TASK DIRECTIONS:
Can you extract the part of the material that opens with its first line and closes with the line containing "MULTIPOLYGON (((256 1, 3", both ends included, and repeat those lines word for word without the pictures?
** begin TASK INPUT **
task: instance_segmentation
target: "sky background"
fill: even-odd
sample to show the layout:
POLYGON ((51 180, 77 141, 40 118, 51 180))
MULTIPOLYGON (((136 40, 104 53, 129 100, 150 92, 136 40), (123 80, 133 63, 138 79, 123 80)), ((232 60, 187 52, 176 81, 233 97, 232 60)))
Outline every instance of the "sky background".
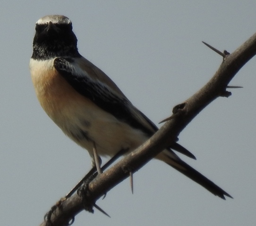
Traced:
MULTIPOLYGON (((256 1, 3 0, 0 8, 0 225, 37 226, 91 168, 37 101, 28 68, 35 23, 72 21, 80 53, 104 71, 154 123, 204 85, 222 63, 205 46, 232 52, 256 32, 256 1)), ((223 201, 153 160, 74 226, 254 226, 256 58, 182 132, 181 156, 233 197, 223 201)))

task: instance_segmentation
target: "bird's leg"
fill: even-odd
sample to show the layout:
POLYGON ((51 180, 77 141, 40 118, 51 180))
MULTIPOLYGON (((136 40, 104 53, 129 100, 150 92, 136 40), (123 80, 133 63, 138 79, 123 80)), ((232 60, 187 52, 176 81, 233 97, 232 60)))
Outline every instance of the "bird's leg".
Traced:
POLYGON ((94 150, 94 155, 95 165, 96 165, 96 169, 97 169, 97 172, 98 172, 98 174, 100 174, 102 173, 102 170, 101 169, 101 165, 102 163, 102 160, 99 155, 98 154, 98 152, 97 151, 97 148, 96 148, 96 145, 95 142, 94 141, 94 148, 93 148, 94 150))
MULTIPOLYGON (((110 159, 108 161, 107 161, 105 165, 102 166, 101 168, 102 170, 104 170, 107 169, 109 166, 110 166, 113 162, 114 162, 120 156, 121 156, 124 153, 125 153, 128 151, 128 149, 121 149, 120 151, 118 152, 113 157, 110 159)), ((83 183, 86 181, 88 183, 88 181, 89 178, 91 179, 91 181, 95 177, 98 175, 98 172, 96 170, 96 166, 94 166, 93 168, 90 170, 90 171, 75 186, 71 191, 67 194, 65 198, 66 199, 70 197, 77 190, 79 187, 83 183)))

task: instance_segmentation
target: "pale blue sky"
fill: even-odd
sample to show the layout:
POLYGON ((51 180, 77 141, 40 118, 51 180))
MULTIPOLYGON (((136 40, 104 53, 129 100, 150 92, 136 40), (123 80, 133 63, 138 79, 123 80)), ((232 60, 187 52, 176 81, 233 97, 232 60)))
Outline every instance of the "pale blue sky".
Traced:
MULTIPOLYGON (((256 32, 255 0, 3 1, 0 8, 0 225, 38 225, 90 168, 85 150, 66 137, 36 99, 28 64, 36 21, 73 22, 80 53, 104 71, 154 122, 197 91, 222 57, 256 32)), ((182 156, 230 194, 224 201, 152 161, 84 211, 74 226, 254 226, 256 222, 256 59, 181 133, 197 157, 182 156)))

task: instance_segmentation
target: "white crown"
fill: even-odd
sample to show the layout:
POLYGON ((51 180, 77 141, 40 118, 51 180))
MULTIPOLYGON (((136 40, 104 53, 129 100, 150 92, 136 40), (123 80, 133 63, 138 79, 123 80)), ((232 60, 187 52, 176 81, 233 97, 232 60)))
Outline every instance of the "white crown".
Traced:
POLYGON ((36 22, 37 24, 48 24, 50 22, 52 24, 72 24, 71 21, 67 17, 62 15, 48 15, 39 19, 36 22))

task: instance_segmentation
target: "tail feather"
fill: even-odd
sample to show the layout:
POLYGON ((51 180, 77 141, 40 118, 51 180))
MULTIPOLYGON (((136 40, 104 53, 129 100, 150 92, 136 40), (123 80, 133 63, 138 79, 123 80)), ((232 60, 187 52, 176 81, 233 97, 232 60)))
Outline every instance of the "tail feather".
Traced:
MULTIPOLYGON (((213 194, 224 200, 226 199, 224 195, 233 198, 230 194, 191 167, 189 165, 183 161, 177 155, 175 156, 177 156, 177 157, 172 157, 172 156, 169 156, 168 154, 165 154, 164 151, 162 152, 161 154, 162 156, 160 158, 158 158, 159 159, 163 161, 167 164, 194 180, 194 181, 208 190, 213 194), (163 155, 164 155, 164 158, 163 158, 163 155)), ((175 153, 173 152, 172 154, 175 155, 175 153)), ((160 156, 159 156, 159 157, 160 156)))

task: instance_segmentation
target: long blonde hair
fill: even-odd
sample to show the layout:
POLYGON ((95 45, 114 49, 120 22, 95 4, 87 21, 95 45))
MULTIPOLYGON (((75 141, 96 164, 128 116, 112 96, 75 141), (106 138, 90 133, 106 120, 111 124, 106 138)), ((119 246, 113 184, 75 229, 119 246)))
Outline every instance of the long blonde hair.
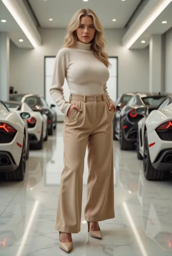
** end TASK INPUT **
ANSWER TO THIS TASK:
task: instance_segmentation
target: "sky background"
fill: even-odd
sample to show the layout:
POLYGON ((51 180, 77 141, 40 118, 51 180))
MULTIPOLYGON (((136 40, 104 53, 129 100, 150 92, 136 40), (123 80, 133 63, 138 79, 123 80)), ((232 60, 187 52, 176 81, 233 97, 232 60)))
Outline every instance of the "sky background".
Traced:
MULTIPOLYGON (((256 1, 3 0, 0 8, 0 225, 37 226, 91 168, 37 101, 28 68, 35 23, 72 21, 80 53, 104 71, 154 123, 204 85, 222 63, 205 46, 232 52, 256 32, 256 1)), ((223 201, 153 160, 74 226, 254 226, 256 58, 182 132, 181 156, 233 197, 223 201)))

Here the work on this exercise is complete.